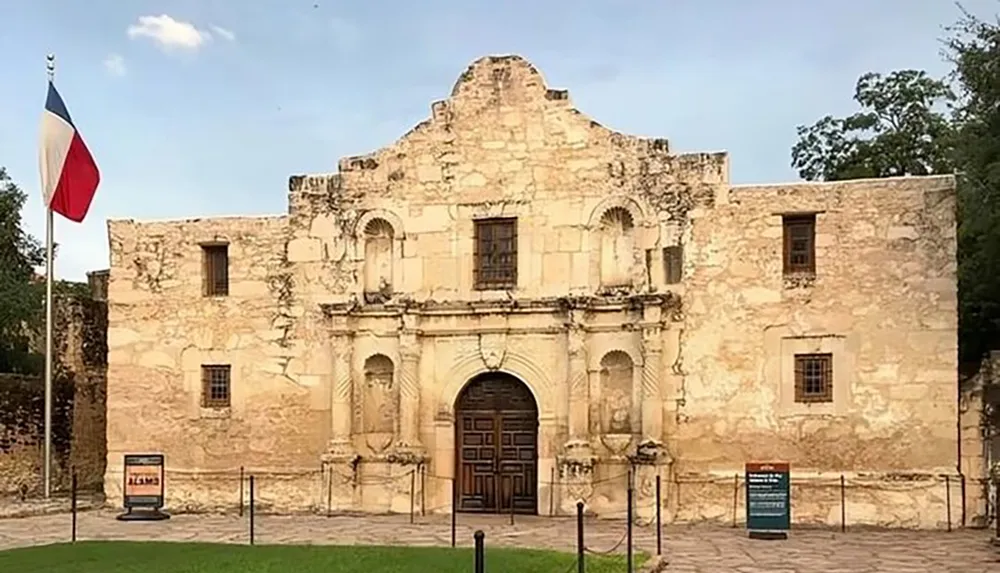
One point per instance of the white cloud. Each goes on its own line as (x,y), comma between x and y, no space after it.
(169,33)
(224,33)
(115,65)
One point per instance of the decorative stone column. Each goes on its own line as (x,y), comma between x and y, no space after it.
(576,463)
(340,462)
(409,390)
(340,446)
(652,397)
(578,384)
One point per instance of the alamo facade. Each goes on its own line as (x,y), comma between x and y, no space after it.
(516,300)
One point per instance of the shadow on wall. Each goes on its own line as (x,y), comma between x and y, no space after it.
(79,385)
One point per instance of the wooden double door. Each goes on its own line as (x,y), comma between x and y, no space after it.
(496,427)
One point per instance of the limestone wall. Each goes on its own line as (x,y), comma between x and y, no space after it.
(377,261)
(78,419)
(162,330)
(883,301)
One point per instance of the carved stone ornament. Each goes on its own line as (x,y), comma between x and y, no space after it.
(493,349)
(617,444)
(576,470)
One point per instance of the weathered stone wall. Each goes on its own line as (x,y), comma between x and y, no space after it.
(977,438)
(78,421)
(883,301)
(708,355)
(161,330)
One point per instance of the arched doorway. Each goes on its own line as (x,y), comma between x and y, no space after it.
(496,443)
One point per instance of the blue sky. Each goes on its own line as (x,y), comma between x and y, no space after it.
(205,107)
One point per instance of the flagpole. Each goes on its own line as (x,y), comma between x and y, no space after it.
(50,66)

- - - - - - -

## Что нужно сделать
Перепишите строки всех записей без единого изменения. Изображения в ответ не включайте.

## Результат
One point per instance of the white cloud. Each goes on its own line as (x,y), comma between x and y, no space after it.
(169,33)
(224,33)
(115,65)
One point per instance of the decorative stone column. Each goes on its own line as (x,y), comma between x and y, no space after it.
(576,463)
(340,462)
(409,390)
(340,446)
(652,397)
(578,384)
One point per instance of the alamo facade. Each goes on its own line as (x,y), comma between x and y, no space after it.
(516,300)
One point per instance of the shadow on wall. Each goes on its own line as (x,y), comma between x and y, no space after it.
(79,385)
One point per instance of the wooden double door. Each goes on its own line as (x,y), comma between x and y, no space after it.
(496,427)
One point per instance of the limestone wall. Each goes on its own line as (x,y), comma between x and y, no space after it.
(377,261)
(78,419)
(162,330)
(883,301)
One point per instance of the carved stone ornament. Each goes on its own line as (x,y), comma between x and y, no space after it.
(493,349)
(617,444)
(576,470)
One point per instance of the weathered stone wall. Each goes on its own line as (x,y), comma between x and y, no space after it.
(977,438)
(78,421)
(883,301)
(708,355)
(161,330)
One point per instance of the arched doorway. Each goes on its own line as (x,y), comma between x and y, no space after it.
(496,443)
One point per instance of the blue sky. Each goes on its own line as (x,y), comma between x and y, no space after it.
(205,107)
One point per instance of the flagpole. Each goes on its own line as (x,y), comma between x and y, no space after it.
(50,66)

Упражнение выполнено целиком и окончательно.